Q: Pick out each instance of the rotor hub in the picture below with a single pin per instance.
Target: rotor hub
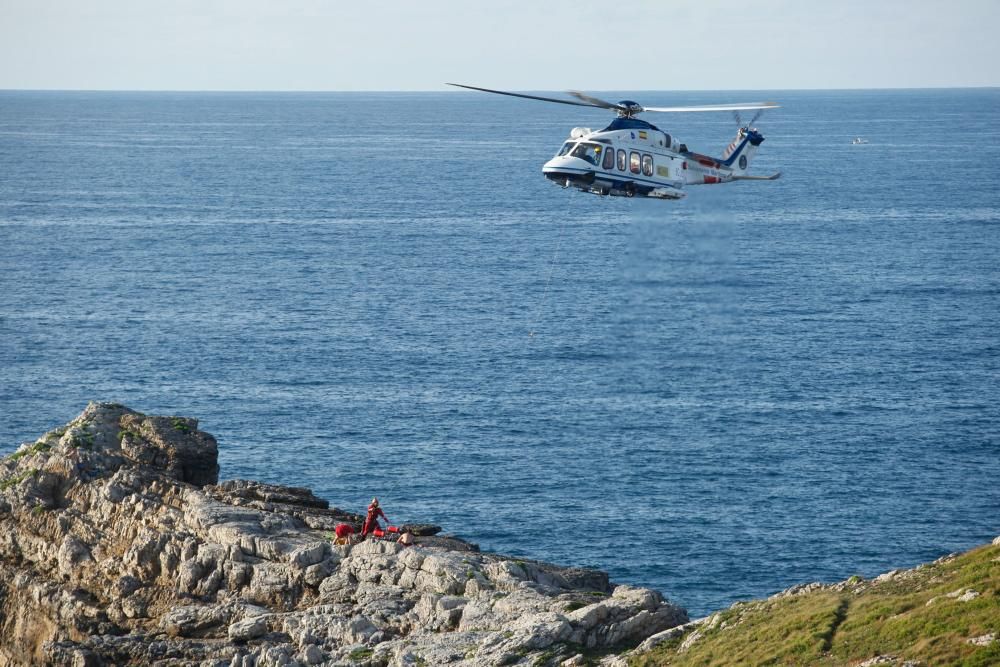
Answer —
(628, 109)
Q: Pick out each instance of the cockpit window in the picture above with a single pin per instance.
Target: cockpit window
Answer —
(589, 152)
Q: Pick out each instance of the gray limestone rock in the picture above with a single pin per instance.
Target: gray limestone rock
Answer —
(117, 546)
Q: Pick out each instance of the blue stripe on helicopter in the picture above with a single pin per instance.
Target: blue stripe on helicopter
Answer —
(617, 178)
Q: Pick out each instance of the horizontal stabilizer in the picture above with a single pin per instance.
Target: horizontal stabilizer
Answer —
(772, 177)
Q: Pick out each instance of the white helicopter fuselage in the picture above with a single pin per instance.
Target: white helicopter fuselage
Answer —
(632, 157)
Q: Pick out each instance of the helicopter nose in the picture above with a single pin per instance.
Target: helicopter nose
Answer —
(569, 170)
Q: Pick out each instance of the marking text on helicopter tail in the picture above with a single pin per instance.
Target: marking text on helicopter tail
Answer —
(631, 157)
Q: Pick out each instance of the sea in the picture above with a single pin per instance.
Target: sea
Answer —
(378, 294)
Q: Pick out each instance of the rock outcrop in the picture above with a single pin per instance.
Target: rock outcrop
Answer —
(119, 546)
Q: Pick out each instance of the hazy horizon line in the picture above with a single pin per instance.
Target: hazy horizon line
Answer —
(442, 90)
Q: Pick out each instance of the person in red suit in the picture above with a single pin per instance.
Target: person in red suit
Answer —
(371, 526)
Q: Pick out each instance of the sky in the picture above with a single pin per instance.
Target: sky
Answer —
(510, 44)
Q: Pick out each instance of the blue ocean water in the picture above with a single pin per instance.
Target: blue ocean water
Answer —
(379, 294)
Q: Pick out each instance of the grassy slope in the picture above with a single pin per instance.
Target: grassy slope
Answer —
(909, 616)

——

#### EXERCISE BRIEF
Your answer must be an exact copy of the data above, minus its pictures.

#### SOLUTION TO THIS EXERCISE
Q: Pick out each instance of the rotor hub in the picture below with a single pin per instance.
Target: rotor hub
Answer —
(628, 109)
Q: Pick out each instance of the cockpit window in the picture above with a single pin per instance.
Target: cockpit window
Answer —
(589, 152)
Q: Pick out each instance of the gray limestone rock in the picture above with a single pin per instance.
Target: gray limestone rock
Answer —
(117, 546)
Q: Pick out each instance of the blue stripe on helicopter in the picture above with a single pin per instance.
Target: blue stripe on helicopter
Answer —
(617, 178)
Q: Pick out each instance of the horizontal stabilizer in the picture above with a single pin per instance.
Target: horizontal stabilizer
Answer —
(772, 177)
Q: Pick out each instance of the white helicopter fuselage in the picture above with a single pin per instance.
Target: white helicopter fuselage
Answer —
(632, 157)
Q: Pick out each instance of the helicopter nose in the picture above with a single pin per instance.
Target: helicopter nose
Answer —
(569, 170)
Q: Pick out each instance of the marking text on helicopter tail in the picture above with a single pin per instance.
Target: marking text on helicopter tail
Answer —
(631, 157)
Q: Pick out each instance of the sea in the picture above with a single pin per instance.
Target: sea
Answer —
(378, 294)
Q: Pick out each instance of the rock outcrop in the picture above with a single pin per instance.
Target: rock outcrop
Answer —
(119, 546)
Q: Pick out each instance of the hazy horizon line in the picture above with a single pin per instance.
Target: hazy horizon line
Answer —
(442, 90)
Q: Pick out each instance of the person in red suit in the picture above with a single pin per instance.
Target: person in red suit
Answer —
(371, 526)
Q: Pick out each instance of the sky in the picture above with a single pin per instance.
Target: sky
Answer —
(510, 44)
Q: Pick out each instance of the blue ocean water in the picture above with a single pin per instance.
Target: blue ocean water
Answer —
(379, 294)
Q: Pick out each instance of the grassy slope in the picture above with a single pin per instance.
Target: grassy slope
Answer —
(909, 616)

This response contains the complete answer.